§ **DIRECTION**
Would you retype, word for word, the line with "task | indicate the black boot" and every line after it through the end of the records below?

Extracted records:
○ ○ ○ ○ ○

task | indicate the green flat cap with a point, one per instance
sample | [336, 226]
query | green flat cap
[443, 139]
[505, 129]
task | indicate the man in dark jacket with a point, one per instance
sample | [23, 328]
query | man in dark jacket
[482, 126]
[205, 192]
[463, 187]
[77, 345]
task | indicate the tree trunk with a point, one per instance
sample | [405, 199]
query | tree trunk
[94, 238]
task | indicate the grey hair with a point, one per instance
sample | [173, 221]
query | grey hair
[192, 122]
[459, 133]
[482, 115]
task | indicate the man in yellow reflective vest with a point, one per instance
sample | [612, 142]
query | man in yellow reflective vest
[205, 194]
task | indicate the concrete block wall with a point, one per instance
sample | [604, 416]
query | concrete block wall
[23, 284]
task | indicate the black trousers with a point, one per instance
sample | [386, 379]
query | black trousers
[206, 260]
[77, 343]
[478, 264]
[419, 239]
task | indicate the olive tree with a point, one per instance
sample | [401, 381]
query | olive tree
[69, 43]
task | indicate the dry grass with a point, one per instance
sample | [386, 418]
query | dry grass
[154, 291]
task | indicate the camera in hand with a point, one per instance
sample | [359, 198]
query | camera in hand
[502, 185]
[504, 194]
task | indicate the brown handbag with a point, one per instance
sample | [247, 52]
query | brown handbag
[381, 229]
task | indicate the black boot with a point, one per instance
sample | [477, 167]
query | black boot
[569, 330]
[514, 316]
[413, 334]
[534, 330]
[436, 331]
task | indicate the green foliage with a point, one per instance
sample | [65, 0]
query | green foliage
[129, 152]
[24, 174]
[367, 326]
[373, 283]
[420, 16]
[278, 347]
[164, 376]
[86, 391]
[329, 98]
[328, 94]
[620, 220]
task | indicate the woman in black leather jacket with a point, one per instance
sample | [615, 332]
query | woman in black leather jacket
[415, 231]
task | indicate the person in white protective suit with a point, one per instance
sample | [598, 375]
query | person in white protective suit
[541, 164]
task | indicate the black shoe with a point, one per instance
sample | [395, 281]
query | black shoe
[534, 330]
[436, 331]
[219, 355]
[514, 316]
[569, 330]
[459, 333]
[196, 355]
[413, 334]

○ ○ ○ ○ ○

§ **COMPLETED TASK**
task | indicate the black boot with a point, one per instance
sample | [477, 167]
query | black boot
[569, 330]
[514, 316]
[413, 334]
[534, 330]
[436, 331]
task | indicate the green foliage with a point, one per instance
sample | [65, 0]
query | green foliage
[129, 152]
[24, 174]
[367, 326]
[373, 283]
[420, 16]
[278, 347]
[164, 376]
[86, 391]
[329, 98]
[328, 94]
[620, 220]
task | indicate the woman in black leather jacket with a point, one per instance
sample | [615, 332]
query | woman in black leather jacket
[415, 231]
task | indicate the person in white protective suit with a point, one per instance
sample | [598, 375]
query | person in white protective suit
[541, 164]
task | indicate the black shoe with a point, one per instance
sample | [395, 281]
query | black shoe
[534, 330]
[436, 331]
[219, 355]
[514, 316]
[569, 330]
[459, 333]
[196, 355]
[413, 334]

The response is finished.